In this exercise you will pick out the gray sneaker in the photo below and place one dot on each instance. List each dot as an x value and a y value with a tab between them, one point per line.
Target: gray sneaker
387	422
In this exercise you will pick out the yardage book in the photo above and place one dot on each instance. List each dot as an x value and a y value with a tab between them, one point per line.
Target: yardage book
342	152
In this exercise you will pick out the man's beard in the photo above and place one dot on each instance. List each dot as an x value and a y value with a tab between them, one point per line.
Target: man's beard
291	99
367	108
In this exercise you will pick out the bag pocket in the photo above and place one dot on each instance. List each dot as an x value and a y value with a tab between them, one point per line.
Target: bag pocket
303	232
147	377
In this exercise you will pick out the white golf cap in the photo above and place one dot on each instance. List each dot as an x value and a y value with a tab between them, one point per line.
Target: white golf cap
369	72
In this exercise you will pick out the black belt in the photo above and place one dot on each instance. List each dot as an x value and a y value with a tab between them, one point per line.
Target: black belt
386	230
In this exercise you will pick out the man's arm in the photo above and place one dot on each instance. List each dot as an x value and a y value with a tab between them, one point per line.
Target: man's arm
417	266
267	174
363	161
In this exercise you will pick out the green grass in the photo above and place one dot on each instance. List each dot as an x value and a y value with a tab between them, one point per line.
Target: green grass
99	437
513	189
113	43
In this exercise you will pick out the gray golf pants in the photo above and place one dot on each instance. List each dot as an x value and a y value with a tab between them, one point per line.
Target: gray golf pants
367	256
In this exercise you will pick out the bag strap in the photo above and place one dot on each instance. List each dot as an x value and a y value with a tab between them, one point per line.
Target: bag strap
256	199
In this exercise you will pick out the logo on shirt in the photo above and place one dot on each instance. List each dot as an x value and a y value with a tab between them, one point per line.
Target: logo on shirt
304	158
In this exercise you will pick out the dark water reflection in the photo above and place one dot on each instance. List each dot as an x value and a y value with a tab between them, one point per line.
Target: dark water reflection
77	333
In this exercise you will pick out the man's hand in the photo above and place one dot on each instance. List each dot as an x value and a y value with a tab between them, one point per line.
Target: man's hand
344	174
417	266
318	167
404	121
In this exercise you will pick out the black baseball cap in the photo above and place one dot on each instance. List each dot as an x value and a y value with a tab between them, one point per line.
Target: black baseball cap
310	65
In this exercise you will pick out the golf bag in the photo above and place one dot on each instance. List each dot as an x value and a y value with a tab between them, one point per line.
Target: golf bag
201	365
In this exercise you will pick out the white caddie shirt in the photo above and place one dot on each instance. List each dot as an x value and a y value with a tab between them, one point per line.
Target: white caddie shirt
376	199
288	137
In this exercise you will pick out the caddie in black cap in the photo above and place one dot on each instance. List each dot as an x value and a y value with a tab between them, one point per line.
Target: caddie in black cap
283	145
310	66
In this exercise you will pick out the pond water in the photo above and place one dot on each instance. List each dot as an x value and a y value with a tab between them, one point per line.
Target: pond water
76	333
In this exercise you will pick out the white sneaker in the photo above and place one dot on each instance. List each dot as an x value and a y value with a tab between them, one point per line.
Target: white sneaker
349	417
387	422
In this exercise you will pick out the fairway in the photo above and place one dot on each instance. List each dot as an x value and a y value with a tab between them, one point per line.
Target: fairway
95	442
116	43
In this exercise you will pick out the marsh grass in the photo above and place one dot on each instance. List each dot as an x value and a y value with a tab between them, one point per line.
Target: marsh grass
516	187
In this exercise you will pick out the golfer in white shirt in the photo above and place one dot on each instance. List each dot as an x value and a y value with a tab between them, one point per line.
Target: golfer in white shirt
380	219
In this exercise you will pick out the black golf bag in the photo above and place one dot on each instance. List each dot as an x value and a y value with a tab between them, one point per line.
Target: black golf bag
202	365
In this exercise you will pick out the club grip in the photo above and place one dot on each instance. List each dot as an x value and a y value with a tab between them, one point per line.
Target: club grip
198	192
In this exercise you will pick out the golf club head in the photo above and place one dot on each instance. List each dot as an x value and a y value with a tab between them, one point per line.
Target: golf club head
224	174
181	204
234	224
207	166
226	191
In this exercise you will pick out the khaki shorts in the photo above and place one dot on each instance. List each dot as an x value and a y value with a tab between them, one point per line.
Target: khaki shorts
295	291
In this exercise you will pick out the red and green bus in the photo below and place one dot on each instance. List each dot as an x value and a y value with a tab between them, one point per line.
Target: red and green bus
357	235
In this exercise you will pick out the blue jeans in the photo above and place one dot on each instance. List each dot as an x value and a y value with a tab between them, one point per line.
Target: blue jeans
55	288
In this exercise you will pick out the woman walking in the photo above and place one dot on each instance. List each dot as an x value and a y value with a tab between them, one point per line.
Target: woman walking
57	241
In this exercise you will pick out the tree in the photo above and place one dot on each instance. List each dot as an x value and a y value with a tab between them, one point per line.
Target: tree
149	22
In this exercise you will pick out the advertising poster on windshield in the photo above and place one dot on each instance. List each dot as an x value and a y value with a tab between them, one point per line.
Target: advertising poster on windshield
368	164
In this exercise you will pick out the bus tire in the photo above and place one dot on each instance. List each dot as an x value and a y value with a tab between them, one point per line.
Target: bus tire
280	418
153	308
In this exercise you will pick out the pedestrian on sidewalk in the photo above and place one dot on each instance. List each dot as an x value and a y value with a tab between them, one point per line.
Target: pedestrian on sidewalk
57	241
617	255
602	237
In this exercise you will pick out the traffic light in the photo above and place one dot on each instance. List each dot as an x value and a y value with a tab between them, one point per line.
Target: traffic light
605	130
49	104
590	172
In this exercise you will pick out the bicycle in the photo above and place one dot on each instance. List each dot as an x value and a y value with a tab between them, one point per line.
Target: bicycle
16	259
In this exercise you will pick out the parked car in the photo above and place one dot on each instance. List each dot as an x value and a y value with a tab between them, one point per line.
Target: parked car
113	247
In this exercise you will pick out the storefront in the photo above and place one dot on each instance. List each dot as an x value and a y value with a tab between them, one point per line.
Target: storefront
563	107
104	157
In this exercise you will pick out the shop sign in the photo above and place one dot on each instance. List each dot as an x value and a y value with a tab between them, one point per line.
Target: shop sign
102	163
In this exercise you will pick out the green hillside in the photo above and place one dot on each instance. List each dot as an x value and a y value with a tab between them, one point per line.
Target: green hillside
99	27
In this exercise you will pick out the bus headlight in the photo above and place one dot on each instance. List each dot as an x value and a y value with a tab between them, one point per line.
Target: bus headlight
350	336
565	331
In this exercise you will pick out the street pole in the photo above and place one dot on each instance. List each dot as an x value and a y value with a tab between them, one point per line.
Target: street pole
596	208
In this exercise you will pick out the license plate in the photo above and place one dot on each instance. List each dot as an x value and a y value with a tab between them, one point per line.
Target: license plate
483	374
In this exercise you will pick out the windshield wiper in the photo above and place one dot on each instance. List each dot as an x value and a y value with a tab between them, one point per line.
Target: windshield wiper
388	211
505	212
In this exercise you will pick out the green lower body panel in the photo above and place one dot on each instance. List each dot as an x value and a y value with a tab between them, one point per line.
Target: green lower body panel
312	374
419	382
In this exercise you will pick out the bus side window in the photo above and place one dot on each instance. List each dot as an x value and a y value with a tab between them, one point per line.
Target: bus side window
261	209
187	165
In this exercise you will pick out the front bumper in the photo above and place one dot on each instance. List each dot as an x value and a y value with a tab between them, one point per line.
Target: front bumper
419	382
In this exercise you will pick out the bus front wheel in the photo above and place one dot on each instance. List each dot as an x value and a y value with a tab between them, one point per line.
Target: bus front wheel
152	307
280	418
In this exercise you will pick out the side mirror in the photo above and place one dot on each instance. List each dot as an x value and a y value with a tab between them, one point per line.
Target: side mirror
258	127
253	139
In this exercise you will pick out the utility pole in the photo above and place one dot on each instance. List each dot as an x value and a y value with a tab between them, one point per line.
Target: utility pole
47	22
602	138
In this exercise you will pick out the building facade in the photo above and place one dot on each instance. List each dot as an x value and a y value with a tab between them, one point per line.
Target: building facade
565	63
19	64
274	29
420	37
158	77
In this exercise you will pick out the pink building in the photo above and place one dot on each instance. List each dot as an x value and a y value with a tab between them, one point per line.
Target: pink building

- - - - -

• **What you are asked to do**
Only the lines from the one containing "Target: building facade" through the last line of the records above are to be reproduced, exactly and with both ends included.

• **Answer below**
Target: building facade
565	63
19	64
274	29
420	37
158	77
In this exercise you will pick out the pink building in the photo above and place one dot on each instance. List each dot as an x value and a y value with a tab between them, one point per line.
Target: pink building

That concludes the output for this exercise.